● Selection:
The distributions in Stan math library don’t have custom reverse mode autodiff. They calculate derivatives during the forward pass and store them in operands_and_partials structure.

2 Likes
mixed2_lupdf

Is this implicitly defined by the existence of:

real mixed2_lpdf(real x, real mu1, real mu2, real sigma) {
  return log_mix(0.5,
                 normal_lupdf(x | mu1, sigma),
                 normal_lupdf(x | mu2, sigma));
}

?

Yes, every _lpdf has an implicitly defined _lupdf.
At C++ level they differ by a template argument.

And defining a mixed2_lupdf would not be allowed:

real mixed2_lupdf(real x, real mu1, real mu2, real sigma) {
  return log_mix(0.5,
                 normal_lupdf(x | mu1, sigma),
                 normal_lupdf(x | mu2, sigma));
}

I agree.

Quoting @nhuurre’s comment from Github:

That does seem weird, but I also don’t have enough background here.

This is due to how the sampler works.

Each iteration of Hamiltonian Monte Carlo requires many evaluations of the target log density and its gradient, which each require evaluating the transformed parameters block. These evaluations, however, are not saved anywhere but the C++ in order to avoid unnecessary memory overhead.

● Record list:
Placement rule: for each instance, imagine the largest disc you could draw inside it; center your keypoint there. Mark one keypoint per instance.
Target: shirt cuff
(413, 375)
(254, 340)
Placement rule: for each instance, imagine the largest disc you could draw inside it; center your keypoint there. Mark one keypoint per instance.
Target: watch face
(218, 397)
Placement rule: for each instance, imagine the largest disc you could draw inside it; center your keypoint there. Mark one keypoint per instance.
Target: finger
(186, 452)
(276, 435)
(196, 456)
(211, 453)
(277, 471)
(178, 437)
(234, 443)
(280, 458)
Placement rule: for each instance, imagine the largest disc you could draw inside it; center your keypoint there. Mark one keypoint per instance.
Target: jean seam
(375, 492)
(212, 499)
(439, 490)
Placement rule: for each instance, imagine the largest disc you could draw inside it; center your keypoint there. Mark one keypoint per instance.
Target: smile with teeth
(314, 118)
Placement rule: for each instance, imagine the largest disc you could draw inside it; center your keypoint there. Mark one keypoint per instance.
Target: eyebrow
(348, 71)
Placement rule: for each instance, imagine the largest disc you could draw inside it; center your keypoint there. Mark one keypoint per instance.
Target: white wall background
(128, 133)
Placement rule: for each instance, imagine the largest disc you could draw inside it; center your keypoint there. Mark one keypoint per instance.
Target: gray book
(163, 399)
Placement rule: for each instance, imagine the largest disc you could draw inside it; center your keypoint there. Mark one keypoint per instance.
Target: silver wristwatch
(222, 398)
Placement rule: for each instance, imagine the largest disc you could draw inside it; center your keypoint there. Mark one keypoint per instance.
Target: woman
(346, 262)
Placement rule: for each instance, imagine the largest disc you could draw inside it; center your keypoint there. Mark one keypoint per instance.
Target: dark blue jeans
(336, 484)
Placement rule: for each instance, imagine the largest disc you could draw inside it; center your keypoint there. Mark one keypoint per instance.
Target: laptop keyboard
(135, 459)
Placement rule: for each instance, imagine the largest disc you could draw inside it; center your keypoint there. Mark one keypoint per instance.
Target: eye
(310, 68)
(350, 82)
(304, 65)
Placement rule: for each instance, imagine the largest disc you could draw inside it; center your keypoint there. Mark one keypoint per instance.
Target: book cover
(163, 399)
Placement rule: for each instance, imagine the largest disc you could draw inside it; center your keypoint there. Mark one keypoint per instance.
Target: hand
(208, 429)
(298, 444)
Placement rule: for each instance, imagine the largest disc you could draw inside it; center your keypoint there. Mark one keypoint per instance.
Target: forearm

● Work to complete:
1) Can you extract the part of the Stan forum thread from "real mixed2_lpdf(real x, real" up to and including "implicitly defined _lupdf."?
2) What does the Stan forum thread state on each of these points?
(a) Where do the distributions in the Stan math library store the derivatives they calculate during the forward pass?
(b) At the C++ level, how does an _lpdf differ from its implicitly defined _lupdf?
(c) Why are the evaluations of the transformed parameters block not saved anywhere but the C++?
The rows are separate material, apart from the Stan forum thread.

● Response list:
1)
real mixed2_lpdf(real x, real mu1, real mu2, real sigma) {
  return log_mix(0.5,
                 normal_lupdf(x | mu1, sigma),
                 normal_lupdf(x | mu2, sigma));
}

?

Yes, every _lpdf has an implicitly defined _lupdf.

2)
(a) In the operands_and_partials structure.
(b) By a template argument.
(c) To avoid unnecessary memory overhead.